[Coordinate annotation records]
• • • • • • •
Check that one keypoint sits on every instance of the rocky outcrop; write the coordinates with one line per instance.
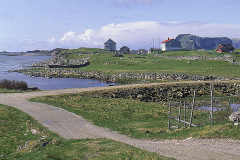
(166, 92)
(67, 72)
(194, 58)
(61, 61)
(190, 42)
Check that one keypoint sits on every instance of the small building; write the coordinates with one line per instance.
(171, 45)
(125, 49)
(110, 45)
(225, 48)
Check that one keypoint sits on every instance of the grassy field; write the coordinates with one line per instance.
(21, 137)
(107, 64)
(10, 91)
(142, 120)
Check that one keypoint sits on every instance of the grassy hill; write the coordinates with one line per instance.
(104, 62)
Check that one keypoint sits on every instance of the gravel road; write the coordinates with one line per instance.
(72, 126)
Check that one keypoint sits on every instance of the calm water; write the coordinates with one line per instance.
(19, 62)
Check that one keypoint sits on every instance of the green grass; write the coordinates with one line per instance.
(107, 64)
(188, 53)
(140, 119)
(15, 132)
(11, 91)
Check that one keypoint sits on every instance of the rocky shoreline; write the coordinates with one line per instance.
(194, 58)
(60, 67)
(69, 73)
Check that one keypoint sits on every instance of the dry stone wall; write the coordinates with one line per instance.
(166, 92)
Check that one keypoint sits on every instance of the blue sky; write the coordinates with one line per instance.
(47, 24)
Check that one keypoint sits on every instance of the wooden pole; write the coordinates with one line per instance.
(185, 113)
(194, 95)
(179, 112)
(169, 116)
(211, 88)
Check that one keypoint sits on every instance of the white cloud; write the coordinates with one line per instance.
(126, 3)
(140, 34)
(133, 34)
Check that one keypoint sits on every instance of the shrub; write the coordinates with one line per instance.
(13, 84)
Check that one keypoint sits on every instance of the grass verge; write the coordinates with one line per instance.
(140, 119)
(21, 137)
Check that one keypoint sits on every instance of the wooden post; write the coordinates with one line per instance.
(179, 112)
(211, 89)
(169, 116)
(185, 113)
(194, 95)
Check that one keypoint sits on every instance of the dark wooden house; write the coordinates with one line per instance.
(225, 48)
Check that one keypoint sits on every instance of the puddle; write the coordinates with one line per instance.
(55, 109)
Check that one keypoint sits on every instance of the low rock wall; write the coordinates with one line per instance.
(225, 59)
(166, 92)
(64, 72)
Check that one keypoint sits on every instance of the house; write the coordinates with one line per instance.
• • • • • • •
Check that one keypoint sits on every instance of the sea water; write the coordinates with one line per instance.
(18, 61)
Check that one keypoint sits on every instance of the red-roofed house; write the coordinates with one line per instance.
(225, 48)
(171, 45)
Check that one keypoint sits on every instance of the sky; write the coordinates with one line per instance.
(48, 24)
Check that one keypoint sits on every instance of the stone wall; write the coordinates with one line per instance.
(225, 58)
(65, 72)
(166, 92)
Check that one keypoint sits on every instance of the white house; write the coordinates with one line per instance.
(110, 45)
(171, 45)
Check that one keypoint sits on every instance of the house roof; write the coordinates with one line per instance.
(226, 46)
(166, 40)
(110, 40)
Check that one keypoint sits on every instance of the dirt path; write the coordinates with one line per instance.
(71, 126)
• • • • • • •
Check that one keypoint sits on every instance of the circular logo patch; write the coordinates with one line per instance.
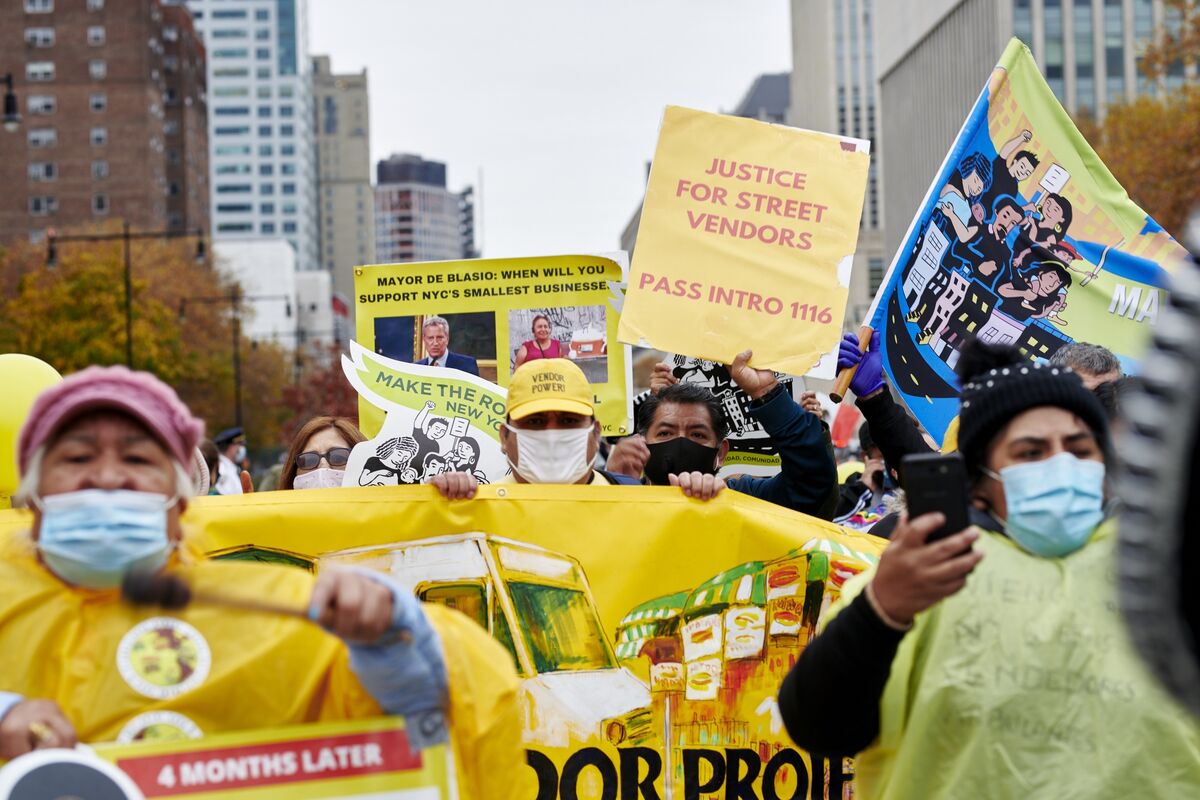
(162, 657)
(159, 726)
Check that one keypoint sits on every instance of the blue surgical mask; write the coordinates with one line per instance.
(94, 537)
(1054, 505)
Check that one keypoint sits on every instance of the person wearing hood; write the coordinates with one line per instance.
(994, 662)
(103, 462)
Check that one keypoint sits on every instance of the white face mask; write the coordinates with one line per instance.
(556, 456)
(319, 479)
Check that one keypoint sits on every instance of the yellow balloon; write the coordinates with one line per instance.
• • • • • • •
• **INSTRUCTION**:
Scale the coordinates in the data, starting at the line that has "Check that one keypoint sits on every instance of the low" and stopping after the line that has "Check that one keypoint sits on every instance of the house;". Give only those lines, with the request lines unchanged and each coordinate multiplied by 0.9 and rounded to a whole number, halves rounding up.

• **RESULT FOR THIS TASK**:
Check that one keypoint sits on every instance of the low rock wall; write the coordinates with one line per instance.
(203, 53)
(149, 83)
(58, 65)
Check that one keypoint sits on every instance of the house; write the coordinates with one line per instance.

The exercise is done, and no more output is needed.